● **Alıntı Metin**:

X

Gıda israfını azaltmanıza yardımcı olacak 5 öneri

Gıda israfı, birçok insanın düşündüğünden daha büyük bir sorundur. Dünyada üretilen tüm gıdaların yaklaşık üçte biri çeşitli nedenlerle atılıyor veya israf ediliyor. Bu, her yıl yaklaşık 1,3 milyar tona denk geliyor. Son dönemde küresel ısınma nedeniyle artık mutfaklarda ve sofralarda da sürdürülebilirlik kavramının yerleşmesi için küçük önlemler ile büyük farkındalıklar yaratılabileceği öngörülüyor.

Şaşırtıcı olmayan bir şekilde ABD gibi sanayileşmiş ülkelerin, gelişmekte olan ülkelerden daha fazla yiyecek harcadığı saptansa da, ülkemizdeki yiyecek israfının sizi etkilemeyeceğini düşünmeyin.

Yenilebilir yiyecekleri atmak sadece parayı boşa harcamak anlamına gelmez. Atılan yiyecekler, çürüyerek en yaygın ikinci sera gazı olan metan gazı üretirler çöplüklerde. Başka bir deyişle, yiyeceğinizi atmak iklim değişikliğine katkıda bulunur.

Aynı zamanda çok fazla su israfı da yapılıyor. Dünya Kaynakları Enstitüsü’ne göre, tarım için kullanılan tüm suyun %24’ü her yıl gıda atıklarıyla kaybediliyor. Bu 45 trilyon galon (yaklaşık 170 trilyon litre) ediyor. Bu makalede önerilen küçük ipuçlarıyla israfı azaltmaya yardımcı olabilirsiniz.

1. Akıllı alışveriş yapın.

Çoğu insan ihtiyaç duyduğundan daha fazla yiyecek satın alma eğilimindedir. Toplu olarak satın almak ekonomik olarak uygun olsa da araştırmalar bu alışveriş yönteminin daha fazla gıda israfına yol açtığını göstermiştir. İhtiyacınızdan daha fazla yiyecek almaktan kaçınmak için haftada bir toplu alışveriş yapmak yerine birkaç günde bir markete gidebilirsiniz. Ayrıca alışveriş listesi yapmayı deneyin ve bu listeye sadık kalın. Bu, anlık satın almayı azaltmanıza ve gıda israfını azaltmanıza yardımcı olacaktır.

2. Yiyecekleri doğru şekilde saklayın.

Yanlış depolama, büyük miktarda gıda israfına yol açar. Pek çok insan meyve ve sebzeleri nasıl saklayacağını bilemediği için meyve ve sebzeler nihayetinde çürüyebiliyor. Örneğin patates, domates, sarımsak, salatalık ve soğan asla buzdolabında saklanmamalıdır. Bu ürünler oda sıcaklığında tutulmalıdır.

Daha fazla etilen gazı üreten gıdaları, üretmeyenlerden ayırmak, gıda bozulmasını azaltmanın bir başka yoludur. Etilen gıdalarda olgunlaşmayı teşvik eder ve bozulmaya neden olabilir.

● **Ham Veriler**:
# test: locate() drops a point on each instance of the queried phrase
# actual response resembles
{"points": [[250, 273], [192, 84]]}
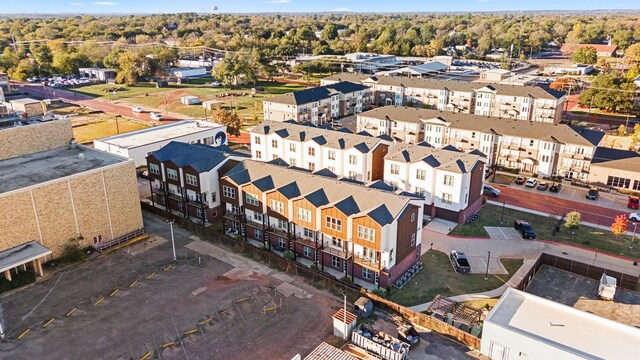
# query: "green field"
{"points": [[438, 277], [248, 106], [584, 236]]}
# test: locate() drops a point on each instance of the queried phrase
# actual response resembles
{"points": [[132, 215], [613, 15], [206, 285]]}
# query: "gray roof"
{"points": [[327, 138], [350, 198], [453, 161], [537, 92], [317, 93], [518, 128]]}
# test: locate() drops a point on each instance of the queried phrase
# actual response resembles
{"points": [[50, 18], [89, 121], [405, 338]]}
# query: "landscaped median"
{"points": [[438, 277], [545, 226]]}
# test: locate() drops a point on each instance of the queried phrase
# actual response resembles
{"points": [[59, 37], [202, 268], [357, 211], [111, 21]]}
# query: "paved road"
{"points": [[558, 206]]}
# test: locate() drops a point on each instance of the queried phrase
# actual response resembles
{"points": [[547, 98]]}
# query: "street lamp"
{"points": [[486, 274], [173, 243]]}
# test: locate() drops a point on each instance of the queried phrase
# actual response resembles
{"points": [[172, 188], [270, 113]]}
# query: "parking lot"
{"points": [[135, 302]]}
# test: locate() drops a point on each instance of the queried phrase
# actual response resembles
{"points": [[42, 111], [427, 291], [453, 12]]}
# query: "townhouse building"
{"points": [[319, 105], [451, 182], [352, 156], [184, 178], [343, 228], [530, 147], [532, 103]]}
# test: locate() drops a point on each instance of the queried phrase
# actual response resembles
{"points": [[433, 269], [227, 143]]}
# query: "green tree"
{"points": [[572, 220], [129, 68], [229, 119], [585, 55]]}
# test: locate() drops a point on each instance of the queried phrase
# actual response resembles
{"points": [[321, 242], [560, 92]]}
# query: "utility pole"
{"points": [[486, 274], [173, 243]]}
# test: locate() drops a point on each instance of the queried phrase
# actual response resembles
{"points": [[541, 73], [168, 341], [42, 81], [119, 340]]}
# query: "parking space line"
{"points": [[48, 322], [24, 333]]}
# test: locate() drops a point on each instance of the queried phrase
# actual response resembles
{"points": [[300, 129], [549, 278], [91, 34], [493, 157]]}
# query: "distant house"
{"points": [[603, 50]]}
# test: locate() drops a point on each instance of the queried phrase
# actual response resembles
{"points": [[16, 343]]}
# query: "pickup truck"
{"points": [[459, 261]]}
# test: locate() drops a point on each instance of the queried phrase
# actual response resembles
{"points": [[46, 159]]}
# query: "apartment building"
{"points": [[184, 178], [343, 228], [352, 156], [451, 182], [319, 105], [532, 103], [531, 147]]}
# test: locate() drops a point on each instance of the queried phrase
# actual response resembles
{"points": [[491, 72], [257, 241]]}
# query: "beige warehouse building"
{"points": [[52, 191]]}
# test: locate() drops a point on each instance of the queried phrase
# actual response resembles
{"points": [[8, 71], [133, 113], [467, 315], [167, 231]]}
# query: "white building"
{"points": [[526, 326], [451, 182], [531, 147], [352, 156], [137, 145]]}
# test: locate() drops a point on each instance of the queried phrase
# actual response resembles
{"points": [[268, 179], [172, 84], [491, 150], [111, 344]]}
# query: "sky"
{"points": [[254, 6]]}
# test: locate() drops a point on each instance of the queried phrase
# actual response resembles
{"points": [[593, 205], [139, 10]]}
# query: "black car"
{"points": [[525, 229], [459, 261], [555, 187]]}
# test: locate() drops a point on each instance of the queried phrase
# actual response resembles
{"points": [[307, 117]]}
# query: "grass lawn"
{"points": [[503, 179], [438, 277], [584, 236], [168, 98]]}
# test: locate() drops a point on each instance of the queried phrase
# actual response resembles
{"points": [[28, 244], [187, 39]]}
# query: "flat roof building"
{"points": [[137, 145], [523, 325]]}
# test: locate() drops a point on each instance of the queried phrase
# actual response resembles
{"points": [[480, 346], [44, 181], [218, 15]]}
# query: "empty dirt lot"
{"points": [[125, 305]]}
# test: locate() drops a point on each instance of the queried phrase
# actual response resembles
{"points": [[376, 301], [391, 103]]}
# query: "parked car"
{"points": [[525, 229], [459, 261], [531, 182], [543, 185], [490, 190], [592, 194], [555, 187]]}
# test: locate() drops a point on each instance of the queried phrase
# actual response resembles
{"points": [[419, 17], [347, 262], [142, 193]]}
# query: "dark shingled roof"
{"points": [[317, 93], [200, 157]]}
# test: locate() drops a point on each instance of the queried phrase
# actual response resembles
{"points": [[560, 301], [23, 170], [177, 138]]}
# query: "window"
{"points": [[192, 180], [304, 214], [333, 223], [448, 180], [229, 192], [366, 233], [252, 199], [335, 261], [154, 169], [366, 273], [172, 174], [618, 182], [277, 206]]}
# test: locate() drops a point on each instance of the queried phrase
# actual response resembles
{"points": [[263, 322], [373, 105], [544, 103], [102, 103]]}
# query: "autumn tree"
{"points": [[229, 119]]}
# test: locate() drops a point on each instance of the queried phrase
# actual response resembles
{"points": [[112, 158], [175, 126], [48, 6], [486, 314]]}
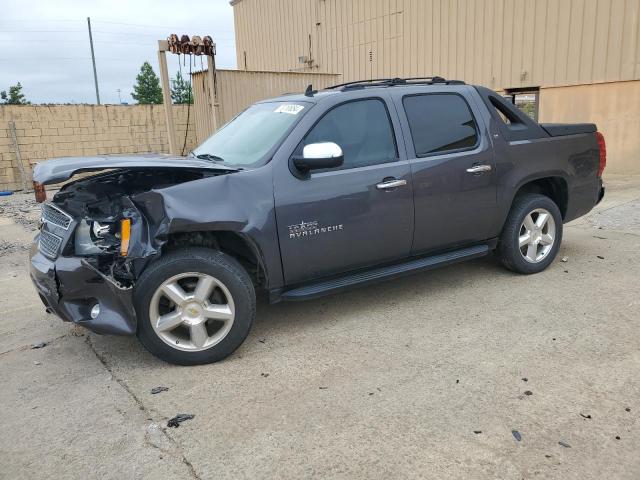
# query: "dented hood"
{"points": [[61, 169]]}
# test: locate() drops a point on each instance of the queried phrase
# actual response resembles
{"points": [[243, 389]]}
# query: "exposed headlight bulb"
{"points": [[100, 230]]}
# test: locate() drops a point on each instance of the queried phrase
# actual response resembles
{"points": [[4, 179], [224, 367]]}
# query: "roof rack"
{"points": [[391, 82]]}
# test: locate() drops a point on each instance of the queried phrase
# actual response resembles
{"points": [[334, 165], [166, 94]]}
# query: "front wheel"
{"points": [[194, 306], [531, 235]]}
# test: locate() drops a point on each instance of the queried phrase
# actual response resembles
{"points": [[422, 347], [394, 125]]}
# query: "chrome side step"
{"points": [[382, 273]]}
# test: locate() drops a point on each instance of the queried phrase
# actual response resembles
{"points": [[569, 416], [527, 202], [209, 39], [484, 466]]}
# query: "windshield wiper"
{"points": [[209, 156], [215, 158]]}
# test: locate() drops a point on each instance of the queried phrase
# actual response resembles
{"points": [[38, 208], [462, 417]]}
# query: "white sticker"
{"points": [[289, 108]]}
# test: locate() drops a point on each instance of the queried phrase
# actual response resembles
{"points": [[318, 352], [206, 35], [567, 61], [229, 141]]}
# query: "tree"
{"points": [[15, 97], [181, 90], [147, 88]]}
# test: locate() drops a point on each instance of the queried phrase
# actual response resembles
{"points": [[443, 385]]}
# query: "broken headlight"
{"points": [[94, 237]]}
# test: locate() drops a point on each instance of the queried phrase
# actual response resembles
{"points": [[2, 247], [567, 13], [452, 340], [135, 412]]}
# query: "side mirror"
{"points": [[316, 156]]}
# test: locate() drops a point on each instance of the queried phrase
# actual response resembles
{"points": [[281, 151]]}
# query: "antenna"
{"points": [[309, 92]]}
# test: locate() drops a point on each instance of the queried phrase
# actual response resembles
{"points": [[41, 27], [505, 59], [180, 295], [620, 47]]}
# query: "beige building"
{"points": [[569, 60]]}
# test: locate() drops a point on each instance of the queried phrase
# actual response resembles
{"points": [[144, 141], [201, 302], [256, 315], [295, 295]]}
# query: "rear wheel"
{"points": [[532, 234], [194, 306]]}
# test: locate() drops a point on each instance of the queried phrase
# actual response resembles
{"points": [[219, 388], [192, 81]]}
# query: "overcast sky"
{"points": [[45, 44]]}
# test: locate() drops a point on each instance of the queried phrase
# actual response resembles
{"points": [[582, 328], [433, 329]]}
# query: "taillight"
{"points": [[602, 146]]}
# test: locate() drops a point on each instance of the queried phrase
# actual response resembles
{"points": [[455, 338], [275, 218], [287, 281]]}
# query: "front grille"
{"points": [[49, 244], [53, 215]]}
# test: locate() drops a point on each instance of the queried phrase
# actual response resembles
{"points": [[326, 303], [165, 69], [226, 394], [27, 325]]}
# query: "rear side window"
{"points": [[362, 129], [440, 123]]}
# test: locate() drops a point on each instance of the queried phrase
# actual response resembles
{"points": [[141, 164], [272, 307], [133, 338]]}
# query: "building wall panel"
{"points": [[613, 107], [497, 43]]}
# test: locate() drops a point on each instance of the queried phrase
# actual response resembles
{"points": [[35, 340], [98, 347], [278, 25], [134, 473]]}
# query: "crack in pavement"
{"points": [[27, 347], [179, 452]]}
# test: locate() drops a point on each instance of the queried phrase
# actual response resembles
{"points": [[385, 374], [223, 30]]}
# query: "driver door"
{"points": [[347, 217]]}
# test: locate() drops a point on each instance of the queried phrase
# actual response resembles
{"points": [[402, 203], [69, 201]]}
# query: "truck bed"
{"points": [[562, 129]]}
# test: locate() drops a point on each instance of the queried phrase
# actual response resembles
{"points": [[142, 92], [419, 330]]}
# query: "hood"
{"points": [[61, 169]]}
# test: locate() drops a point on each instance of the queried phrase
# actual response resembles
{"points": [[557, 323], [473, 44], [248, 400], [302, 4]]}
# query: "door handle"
{"points": [[479, 169], [389, 184]]}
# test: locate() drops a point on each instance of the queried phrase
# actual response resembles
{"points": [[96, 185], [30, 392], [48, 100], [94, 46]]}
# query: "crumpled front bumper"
{"points": [[70, 287]]}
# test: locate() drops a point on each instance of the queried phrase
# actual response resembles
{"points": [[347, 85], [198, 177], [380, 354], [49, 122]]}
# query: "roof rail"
{"points": [[390, 82]]}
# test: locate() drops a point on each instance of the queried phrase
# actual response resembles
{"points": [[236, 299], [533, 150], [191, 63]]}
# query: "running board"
{"points": [[383, 273]]}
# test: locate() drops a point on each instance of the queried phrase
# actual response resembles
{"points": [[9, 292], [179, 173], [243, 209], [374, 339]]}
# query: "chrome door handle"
{"points": [[479, 169], [391, 184]]}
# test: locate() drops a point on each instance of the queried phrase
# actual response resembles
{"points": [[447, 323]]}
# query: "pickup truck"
{"points": [[305, 195]]}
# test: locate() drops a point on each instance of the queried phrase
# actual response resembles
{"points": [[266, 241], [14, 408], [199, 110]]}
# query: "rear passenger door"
{"points": [[453, 168]]}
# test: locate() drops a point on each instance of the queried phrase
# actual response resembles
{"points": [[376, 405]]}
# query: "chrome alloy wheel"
{"points": [[192, 311], [537, 235]]}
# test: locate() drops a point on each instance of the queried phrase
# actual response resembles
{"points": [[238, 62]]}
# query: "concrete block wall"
{"points": [[50, 131]]}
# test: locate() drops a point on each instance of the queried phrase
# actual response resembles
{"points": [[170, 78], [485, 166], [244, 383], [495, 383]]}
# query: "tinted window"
{"points": [[362, 129], [440, 123]]}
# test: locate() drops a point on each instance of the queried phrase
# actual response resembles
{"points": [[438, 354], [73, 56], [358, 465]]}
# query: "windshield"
{"points": [[246, 139]]}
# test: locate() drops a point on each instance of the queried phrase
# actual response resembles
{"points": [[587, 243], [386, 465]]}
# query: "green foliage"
{"points": [[15, 97], [181, 90], [147, 88]]}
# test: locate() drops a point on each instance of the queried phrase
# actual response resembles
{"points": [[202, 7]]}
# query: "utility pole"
{"points": [[93, 59]]}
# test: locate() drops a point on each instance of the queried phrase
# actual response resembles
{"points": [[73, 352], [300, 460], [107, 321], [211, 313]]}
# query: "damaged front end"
{"points": [[94, 241]]}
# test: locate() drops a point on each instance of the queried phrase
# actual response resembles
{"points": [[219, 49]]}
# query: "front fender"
{"points": [[240, 202]]}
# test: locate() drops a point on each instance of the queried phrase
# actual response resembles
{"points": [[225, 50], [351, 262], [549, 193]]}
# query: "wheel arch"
{"points": [[239, 245], [553, 186]]}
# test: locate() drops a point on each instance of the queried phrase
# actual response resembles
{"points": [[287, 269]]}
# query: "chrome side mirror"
{"points": [[316, 156]]}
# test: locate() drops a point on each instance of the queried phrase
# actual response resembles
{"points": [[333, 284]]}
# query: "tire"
{"points": [[194, 306], [528, 207]]}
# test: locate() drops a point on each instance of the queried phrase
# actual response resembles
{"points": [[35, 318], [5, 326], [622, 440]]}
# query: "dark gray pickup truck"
{"points": [[305, 195]]}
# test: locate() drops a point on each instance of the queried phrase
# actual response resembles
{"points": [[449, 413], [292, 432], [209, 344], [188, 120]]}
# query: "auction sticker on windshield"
{"points": [[289, 108]]}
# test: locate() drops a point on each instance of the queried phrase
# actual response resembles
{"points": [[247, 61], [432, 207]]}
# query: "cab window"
{"points": [[363, 130]]}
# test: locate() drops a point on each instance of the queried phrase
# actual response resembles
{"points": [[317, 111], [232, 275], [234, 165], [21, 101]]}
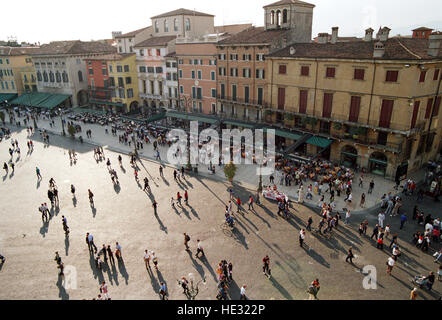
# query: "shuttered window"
{"points": [[281, 98], [429, 106], [359, 74], [303, 95], [436, 107], [327, 105], [305, 70], [422, 76], [386, 112], [330, 73], [415, 113], [355, 106], [392, 76]]}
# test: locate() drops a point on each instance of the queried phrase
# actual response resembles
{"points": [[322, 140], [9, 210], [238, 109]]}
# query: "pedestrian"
{"points": [[186, 241], [37, 170], [309, 224], [199, 249], [301, 237], [347, 216], [403, 220], [381, 218], [350, 255], [390, 264], [266, 266], [163, 291], [243, 292], [251, 203], [370, 189], [413, 294], [147, 258], [186, 197], [110, 254]]}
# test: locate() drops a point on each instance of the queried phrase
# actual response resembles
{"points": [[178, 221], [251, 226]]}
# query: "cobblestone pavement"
{"points": [[125, 214], [246, 175]]}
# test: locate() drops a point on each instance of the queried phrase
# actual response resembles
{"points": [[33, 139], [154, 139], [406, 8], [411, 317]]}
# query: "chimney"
{"points": [[384, 33], [379, 50], [334, 38], [322, 37], [369, 34], [435, 44]]}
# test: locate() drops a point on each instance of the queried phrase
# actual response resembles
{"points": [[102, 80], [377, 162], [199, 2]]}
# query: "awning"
{"points": [[190, 117], [349, 154], [7, 97], [53, 101], [106, 103], [285, 134], [239, 124], [319, 142], [31, 99], [384, 163], [156, 117]]}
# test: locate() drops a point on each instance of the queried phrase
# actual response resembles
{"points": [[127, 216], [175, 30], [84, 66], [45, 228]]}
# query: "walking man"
{"points": [[199, 249]]}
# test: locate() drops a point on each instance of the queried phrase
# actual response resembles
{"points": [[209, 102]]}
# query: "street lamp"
{"points": [[62, 122]]}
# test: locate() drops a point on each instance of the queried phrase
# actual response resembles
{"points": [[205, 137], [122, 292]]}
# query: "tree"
{"points": [[229, 171], [72, 131]]}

● **Görevler**:
1. Gıda israfı metninde "1. Akıllı alışveriş" sözlerinden başlayıp "azaltmanıza yardımcı olacaktır." sözlerine kadar uzanan her şeyi hiçbir değişiklik yapmadan yeniden yazın.
2. Kayıtlarda "truck" kelimesini içeren her satırı bulun ve bu satırları olduğu gibi kopyalayın.

● **Verilen Yanıtlar**:
1.
1. Akıllı alışveriş yapın.

Çoğu insan ihtiyaç duyduğundan daha fazla yiyecek satın alma eğilimindedir. Toplu olarak satın almak ekonomik olarak uygun olsa da araştırmalar bu alışveriş yönteminin daha fazla gıda israfına yol açtığını göstermiştir. İhtiyacınızdan daha fazla yiyecek almaktan kaçınmak için haftada bir toplu alışveriş yapmak yerine birkaç günde bir markete gidebilirsiniz. Ayrıca alışveriş listesi yapmayı deneyin ve bu listeye sadık kalın. Bu, anlık satın almayı azaltmanıza ve gıda israfını azaltmanıza yardımcı olacaktır.

2.
# query: "pickup truck"
# query: "truck bed"
# query: "pickup truck"
# query: "dark gray pickup truck"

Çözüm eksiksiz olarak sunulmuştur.